━━━ Supplied data
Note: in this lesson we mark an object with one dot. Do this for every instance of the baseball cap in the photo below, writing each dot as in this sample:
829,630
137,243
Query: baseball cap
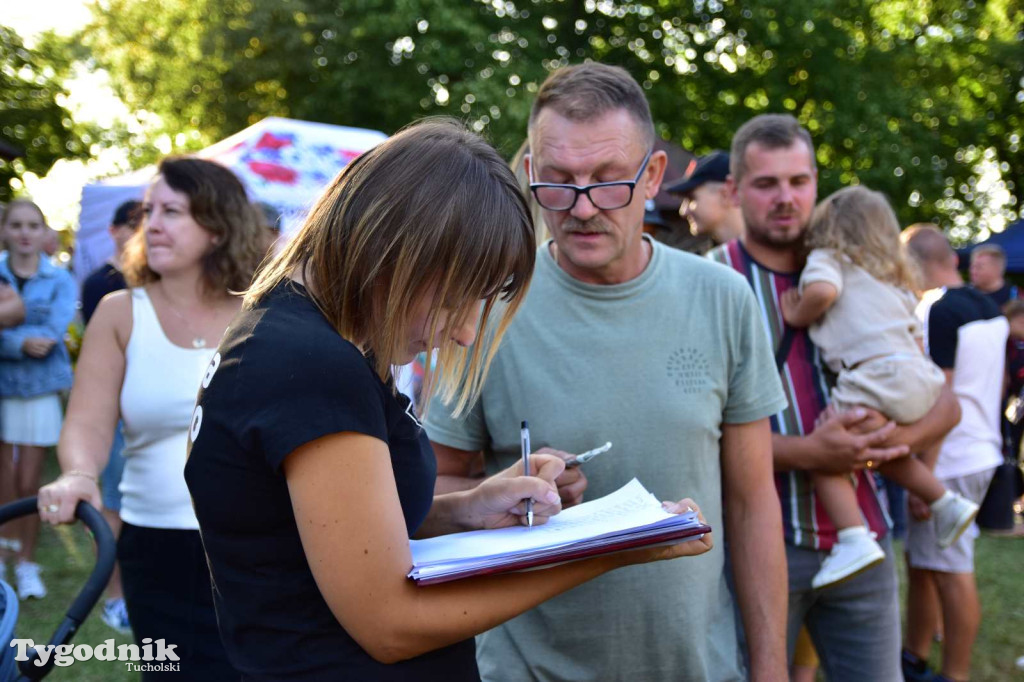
713,167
━━━━━━
**Direction:**
Please copy every row above word for word, leaving out the pictures.

**The result:**
Note: in this lesson we mark an object with one dot. Do this for every instance of the baseball cap in the photo below, writing each dot as in this sample:
829,630
137,243
Query: baseball cap
713,167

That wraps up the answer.